### [WHAT NEEDS TO BE DONE]
Return exactly the span that opens with the line containing "Intersection-audit request. Target: bamboo" and closes with the final line of the records, both included.

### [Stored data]
***

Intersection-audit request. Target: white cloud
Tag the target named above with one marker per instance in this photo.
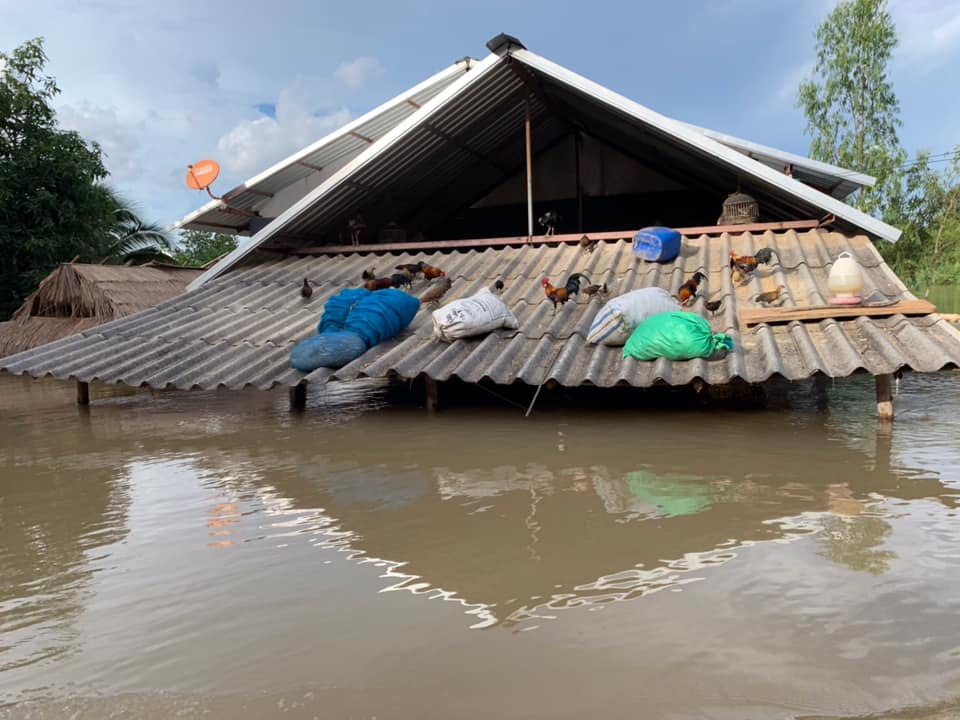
(253, 145)
(118, 140)
(357, 73)
(929, 30)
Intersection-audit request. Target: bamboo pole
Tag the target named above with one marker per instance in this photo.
(529, 145)
(298, 397)
(884, 398)
(83, 393)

***

### [OUTPUT OF THE EXERCISE]
Intersection-audit request. Target: bamboo pole
Tag the target named above with one marker per instance in this photo.
(529, 145)
(298, 397)
(884, 398)
(83, 393)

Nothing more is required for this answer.